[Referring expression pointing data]
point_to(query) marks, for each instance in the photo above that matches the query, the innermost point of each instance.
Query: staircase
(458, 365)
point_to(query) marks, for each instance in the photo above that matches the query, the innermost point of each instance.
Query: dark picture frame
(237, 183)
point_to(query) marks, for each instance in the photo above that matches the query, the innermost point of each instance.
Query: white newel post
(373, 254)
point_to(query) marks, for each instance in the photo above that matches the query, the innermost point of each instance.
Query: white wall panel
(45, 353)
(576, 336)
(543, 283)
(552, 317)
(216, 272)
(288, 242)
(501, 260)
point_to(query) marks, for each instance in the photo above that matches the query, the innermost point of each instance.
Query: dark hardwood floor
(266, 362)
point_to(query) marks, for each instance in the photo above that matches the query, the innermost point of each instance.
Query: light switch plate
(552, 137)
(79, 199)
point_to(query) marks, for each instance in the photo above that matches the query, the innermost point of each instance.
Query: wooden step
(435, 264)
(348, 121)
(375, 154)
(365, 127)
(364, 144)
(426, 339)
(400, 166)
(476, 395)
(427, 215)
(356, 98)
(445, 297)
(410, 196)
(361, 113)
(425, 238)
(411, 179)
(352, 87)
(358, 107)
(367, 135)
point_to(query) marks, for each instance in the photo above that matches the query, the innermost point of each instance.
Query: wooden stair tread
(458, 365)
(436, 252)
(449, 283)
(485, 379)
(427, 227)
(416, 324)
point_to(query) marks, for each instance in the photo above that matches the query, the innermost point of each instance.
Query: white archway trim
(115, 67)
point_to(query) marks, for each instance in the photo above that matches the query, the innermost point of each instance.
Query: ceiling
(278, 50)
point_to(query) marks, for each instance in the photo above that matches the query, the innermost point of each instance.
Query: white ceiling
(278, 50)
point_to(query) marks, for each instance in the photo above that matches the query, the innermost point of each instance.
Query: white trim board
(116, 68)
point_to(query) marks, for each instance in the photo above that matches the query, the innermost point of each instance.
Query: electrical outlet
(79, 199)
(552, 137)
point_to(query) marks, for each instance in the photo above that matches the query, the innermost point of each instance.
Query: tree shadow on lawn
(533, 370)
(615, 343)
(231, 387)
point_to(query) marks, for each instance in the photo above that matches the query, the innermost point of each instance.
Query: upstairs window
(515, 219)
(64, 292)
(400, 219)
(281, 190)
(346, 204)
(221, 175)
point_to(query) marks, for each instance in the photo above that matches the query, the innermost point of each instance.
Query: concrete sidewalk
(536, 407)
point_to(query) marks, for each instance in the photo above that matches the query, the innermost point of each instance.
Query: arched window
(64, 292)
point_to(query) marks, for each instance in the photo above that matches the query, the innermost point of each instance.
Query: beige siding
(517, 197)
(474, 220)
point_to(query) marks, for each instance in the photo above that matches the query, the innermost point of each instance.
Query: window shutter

ACTION ITEM ▸
Go through the records above and write each one out again exactly.

SOLUTION ▸
point_to(query) marks, for each instance in the photo above that matches the query, the innermost point of each instance.
Query: staircase
(458, 365)
point_to(query) marks, for each instance in the photo above that matches the query, the innermost point of each instance.
Query: dark picture frame
(237, 183)
point_to(query) marks, for each instance in the photo above that matches the query, the innermost point of each instance.
Query: white newel post
(373, 254)
point_to(query) marks, for each instance in the photo above that matches the query, the innermost point of each instance.
Query: white wall panel
(45, 353)
(576, 336)
(543, 283)
(552, 317)
(216, 272)
(288, 242)
(501, 260)
point_to(query) marks, for each instance in the photo above that matches the query, the innermost point of each instance.
Query: dark hardwood floor
(266, 362)
point_to(query) marks, for each instance in the photo above that matches the query, the innermost point of each instance.
Query: light switch plate
(552, 137)
(79, 199)
point_to(query) marks, for each instance in the photo above that matches the query, the innermost point of each instance.
Query: wooden step
(435, 264)
(348, 121)
(375, 154)
(365, 127)
(364, 144)
(426, 339)
(400, 166)
(476, 395)
(427, 215)
(356, 98)
(445, 297)
(410, 196)
(361, 113)
(425, 238)
(411, 179)
(352, 87)
(358, 107)
(367, 135)
point_to(query) marks, for each instance in the photo above that matches the query, the innermost point of each instance.
Query: wooden stair tread
(458, 365)
(436, 252)
(449, 283)
(485, 379)
(427, 227)
(416, 324)
point_to(query) marks, for each instance in the photo above that matches the query, the innermost point of each instance.
Query: white archway trim
(115, 67)
point_to(query) marks, for each instance in the photo above that matches the query, the innermost point of each instance.
Query: ceiling
(278, 50)
point_to(query) marks, for each instance in the photo above that matches the query, the innermost point of each instance.
Query: white ceiling
(278, 50)
point_to(query) marks, for each instance in the photo above that matches the query, the innermost point of each instance.
Query: white trim board
(116, 68)
point_to(query) marks, for each instance in the photo above that matches the query, the innermost point of each instance.
Query: electrical outlet
(79, 199)
(552, 137)
point_to(query) marks, for each instance in the photo above that matches the query, the innermost point of each instance.
Query: tree shadow on lawn
(533, 370)
(615, 343)
(231, 387)
point_to(query) marks, for each instance in the photo above that matches the query, the innermost point of each instance.
Query: upstairs window
(515, 219)
(64, 292)
(400, 219)
(281, 190)
(346, 204)
(221, 175)
point_to(query) marks, for each instance in the photo above that matches the query, the innermost point of each instance.
Query: concrete sidewalk
(536, 407)
point_to(query) marks, for each instance in the photo above that matches the query, the innermost point of each instance.
Query: arched window
(64, 292)
point_to(query) marks, for each instance in the photo above that matches the query, the innermost point of each instance.
Query: beige siding
(517, 197)
(474, 220)
point_to(query) marks, for each instance in the photo above that matches the query, the innermost point of each instance.
Query: window shutter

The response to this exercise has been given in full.